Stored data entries
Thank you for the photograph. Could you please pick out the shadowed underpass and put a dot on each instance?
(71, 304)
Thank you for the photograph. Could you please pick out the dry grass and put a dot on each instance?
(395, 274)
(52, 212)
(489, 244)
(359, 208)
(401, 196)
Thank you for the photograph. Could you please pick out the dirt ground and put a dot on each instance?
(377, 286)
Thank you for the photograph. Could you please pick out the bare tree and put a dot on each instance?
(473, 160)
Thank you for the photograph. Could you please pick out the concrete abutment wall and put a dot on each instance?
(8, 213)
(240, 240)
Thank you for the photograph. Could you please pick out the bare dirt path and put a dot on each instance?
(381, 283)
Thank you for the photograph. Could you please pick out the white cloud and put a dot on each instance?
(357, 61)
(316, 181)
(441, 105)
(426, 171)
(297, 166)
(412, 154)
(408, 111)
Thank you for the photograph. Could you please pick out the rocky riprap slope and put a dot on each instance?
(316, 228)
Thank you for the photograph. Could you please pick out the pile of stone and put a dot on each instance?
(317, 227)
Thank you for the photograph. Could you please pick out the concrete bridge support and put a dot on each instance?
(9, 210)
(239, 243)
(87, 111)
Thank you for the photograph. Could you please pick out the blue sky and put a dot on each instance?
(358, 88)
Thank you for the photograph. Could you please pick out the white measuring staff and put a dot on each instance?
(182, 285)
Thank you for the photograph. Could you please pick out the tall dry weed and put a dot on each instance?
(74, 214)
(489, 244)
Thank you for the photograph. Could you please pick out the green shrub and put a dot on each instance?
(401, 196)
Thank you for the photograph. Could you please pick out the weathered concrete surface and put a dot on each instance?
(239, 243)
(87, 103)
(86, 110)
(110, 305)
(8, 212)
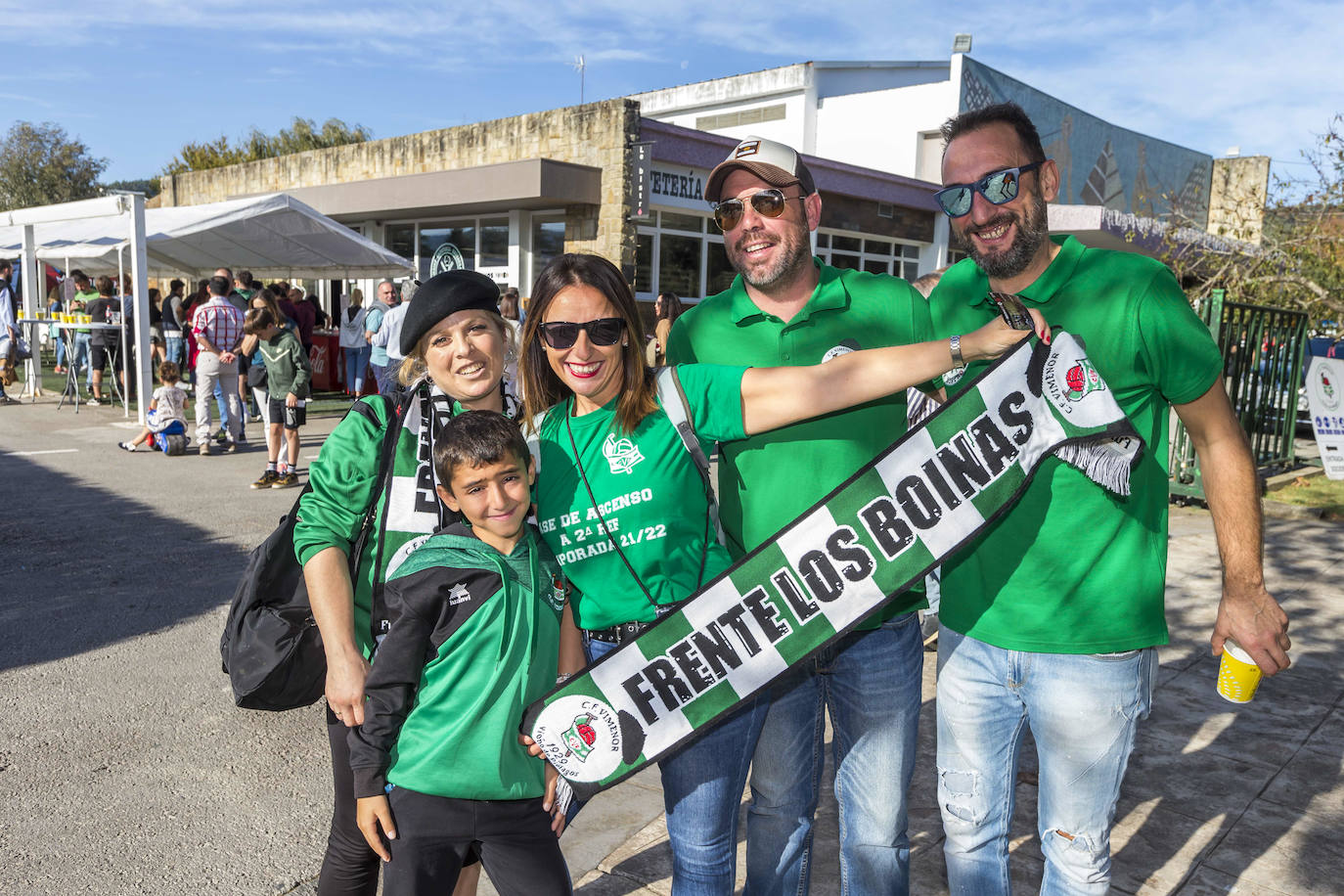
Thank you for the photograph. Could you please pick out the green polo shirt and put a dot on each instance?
(1073, 568)
(766, 481)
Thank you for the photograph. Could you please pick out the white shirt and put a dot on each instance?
(390, 334)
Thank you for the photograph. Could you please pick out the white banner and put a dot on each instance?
(1325, 399)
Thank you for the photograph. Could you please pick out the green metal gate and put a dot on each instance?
(1262, 368)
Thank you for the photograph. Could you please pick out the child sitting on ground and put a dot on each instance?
(165, 407)
(288, 375)
(484, 602)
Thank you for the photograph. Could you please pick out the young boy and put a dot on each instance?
(288, 375)
(165, 407)
(480, 630)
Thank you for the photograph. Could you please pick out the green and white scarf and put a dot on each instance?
(882, 529)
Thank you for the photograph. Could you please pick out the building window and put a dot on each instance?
(547, 242)
(742, 117)
(869, 254)
(495, 242)
(644, 263)
(718, 274)
(679, 265)
(401, 240)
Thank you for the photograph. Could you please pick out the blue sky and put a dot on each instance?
(136, 81)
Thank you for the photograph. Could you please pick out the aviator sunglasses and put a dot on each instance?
(603, 331)
(766, 202)
(999, 187)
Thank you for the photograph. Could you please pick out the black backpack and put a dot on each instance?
(272, 649)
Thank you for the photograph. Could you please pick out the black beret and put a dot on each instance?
(435, 298)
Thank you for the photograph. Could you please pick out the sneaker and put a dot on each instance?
(285, 479)
(266, 479)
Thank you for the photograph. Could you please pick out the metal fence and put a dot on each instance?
(1262, 370)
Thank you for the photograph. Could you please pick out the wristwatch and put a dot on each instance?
(957, 360)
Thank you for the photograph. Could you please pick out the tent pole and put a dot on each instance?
(32, 367)
(139, 273)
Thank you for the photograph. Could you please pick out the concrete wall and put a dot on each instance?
(750, 87)
(880, 129)
(594, 135)
(790, 129)
(1099, 162)
(1236, 198)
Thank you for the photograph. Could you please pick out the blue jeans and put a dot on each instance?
(356, 360)
(172, 347)
(81, 356)
(1082, 711)
(701, 790)
(872, 684)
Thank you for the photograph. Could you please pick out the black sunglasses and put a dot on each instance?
(999, 187)
(604, 331)
(770, 203)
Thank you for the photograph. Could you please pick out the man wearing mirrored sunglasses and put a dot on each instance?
(786, 308)
(1052, 618)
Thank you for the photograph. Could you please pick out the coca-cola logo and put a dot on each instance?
(317, 355)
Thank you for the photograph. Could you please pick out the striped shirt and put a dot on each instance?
(219, 323)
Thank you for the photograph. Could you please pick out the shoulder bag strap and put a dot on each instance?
(672, 398)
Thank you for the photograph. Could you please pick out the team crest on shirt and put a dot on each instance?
(560, 591)
(581, 737)
(1081, 379)
(621, 454)
(843, 348)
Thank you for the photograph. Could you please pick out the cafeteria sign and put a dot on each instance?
(875, 535)
(446, 256)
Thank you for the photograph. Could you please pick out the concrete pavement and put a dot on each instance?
(125, 769)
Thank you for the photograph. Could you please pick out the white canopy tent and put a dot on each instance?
(272, 236)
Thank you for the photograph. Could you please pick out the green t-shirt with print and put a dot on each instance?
(1073, 568)
(79, 304)
(648, 492)
(766, 481)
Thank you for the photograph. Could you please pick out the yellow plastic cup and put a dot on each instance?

> **INSTRUCTIONS FOR THE TASK**:
Set down, exactly as they appear, the line holding "print and put a dot on each instance?" and every line after it until the records end.

> **SOLUTION BELOW**:
Thank you for the photograph. Could you please pick out the green t-shirt with print and put a dot on each instance?
(1073, 568)
(79, 304)
(648, 492)
(766, 481)
Thank you for the photograph. Could you please pick out the yellow plastic cup and put a dot on each instance?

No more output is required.